* [Excerpted text]
-------------------------

A Democratic and Pluralistic Society, Article 10(3) TFEU, Article 12 CFR and Article 11 CFR

However, whereas the Hungarian Sovereignty Bill does have an effect on the fairness of elections and electoral rights, its actual focus lies elsewhere: The Hungarian Sovereignty Bill is aimed at shrinking civic space in Hungary, at further weakening civil society and at intimidating any individual or organisation opposing the government. It undermines the existence of a pluralist and free society as a very precondition for democracy and free and fair elections.

Whereas the Union tends to emphasise the importance of national institutions such as courts, electoral commissions, and parliaments for the protection of democracy, it also recognises that political rights and freedoms are the cornerstone of democracy. As such, the ECJ has held that the freedom of expression as enshrined in Article 11 CFR is ‘an essential foundation of a pluralist, democratic society’ and reflects ‘the values on which the Union, in accordance with Article 2 TEU, is based’ (see here at para. 31 and here at para. 93). Further, the ECJ confirmed that ‘the right to freedom of association constitutes one of the essential bases of a democratic and pluralist society, inasmuch as it allows citizens to act collectively in fields of mutual interest and in doing so to contribute to the proper functioning of public life’ (here at para. 112) and that the importance of media freedom ‘in a democratic and pluralistic society must be stressed in particular’(here at para. 57).

The same was emphasised by the European Commission in its very recent Recommendation on promoting the engagement and effective participation of citizens and civil society organisations in public policy-making processes: The freedom of association and the freedom of assembly allow ‘citizens to act collectively in fields of mutual interest and in doing so to contribute to the proper functioning of public life’. As such, civil society carries out a key role as ‘public watchdog’ and constitutes one of the essential bases of a democratic and pluralist society.

The existence of such a free and pluralistic civil society is not only relevant to national democracy. Rather, and as previously argued, European democracy requires Member State democracy. According to Article 10(3), every citizen shall have the right to participate in the democratic life of the Union, to form assemblies, to exercise their right to free speech, to have access to information. It is the citizen who has a double function, who is part of the whole of European citizens, on the one hand, and part of a national people, on the other hand (see here). Just as Courts need to be protected so that judges can exercise their duties under EU and national law, civil society as a whole needs to be protected so that citizens fulfil their role in a democracy.

-------------------------

* [Stated task A] In the records, replace "marker" with "dot" from the line with "find the blurred background" through the end of the records, and give those lines again with nothing else changed.

Stored items
-------------------------

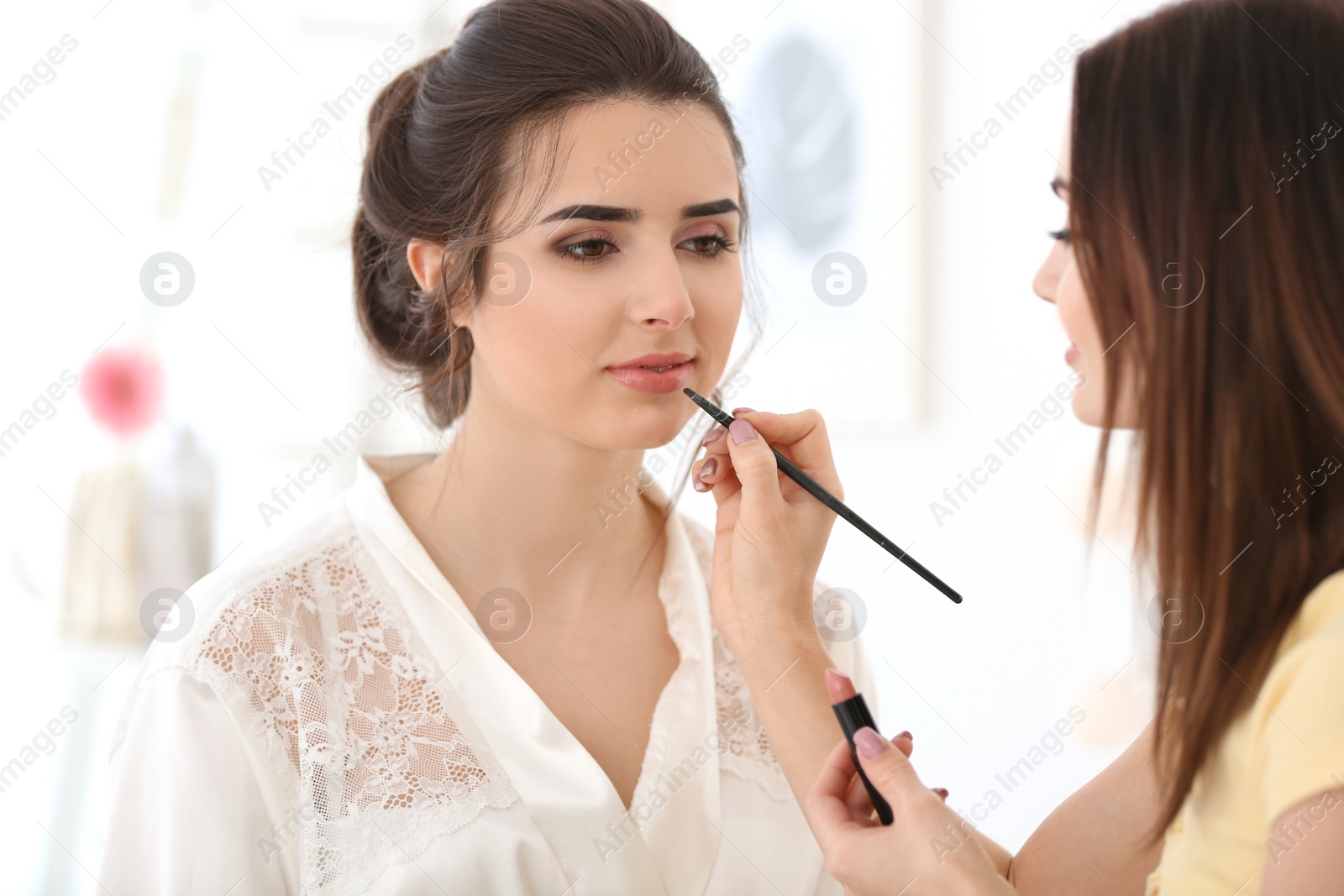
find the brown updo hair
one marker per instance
(448, 141)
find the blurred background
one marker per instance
(181, 340)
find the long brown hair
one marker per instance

-------------------------

* [Stated task B] Go on with the text on the Hungarian Sovereignty Bill and civil society from where it stops.

* [Output A]
find the blurred background
one dot per instance
(181, 340)
find the long brown hair
one dot per instance

* [Output B]
If one follows the argument until this point, then one might rightly object that the provisions of the CFR, according to Article 51(1), only apply to Member States when they are implementing Union Law, and that equally, the scope of Article 10(3) TEU does not extend to so-called ‘purely internal’ situations. As such, one could object that even though the Hungarian Defence of Sovereignty Bill does constitute a brazen attack on civil society, it just falls outside the scope of Union law. However, this is exactly where Article 2 TEU comes in.

 

Civil Society as an element of democracy protected under Article 2 TEU?

Under the widely accepted theory of mutual amplification (see for example here, p. 1205 et seq), specific Treaty provisions give concrete expression to Article 2 TEU and the operationalised Article 2 TEU extends the scope of these Treaty provisions to purely internal situations. Here, then, one could see Civil Society protected under a variety of provisions:

Firstly, one could argue that Article 14(3) TEU does not only require free and fair elections to the European Parliament. Rather, amplified with Article 2 TEU, this also pre-supposes that Member States guarantee the preconditions for free and fair elections such as free media, free speech, the freedom of assembly, and an open civic space more broadly.

Secondly, and in the same vein, one could argue that under Article 10(2) and 10(3) TEU the Union’s democracy and Member State democracy are so heavily intertwined, that, read in light of the Member State’s constitutional precommitment (here at para. 63) to respect Article 2 TEU values, Member State democracy cannot be reduced to the holding of regular elections. Rather, if civil society as the cornerstone of a liberal democracy is undermined, elections are rendered meaningless.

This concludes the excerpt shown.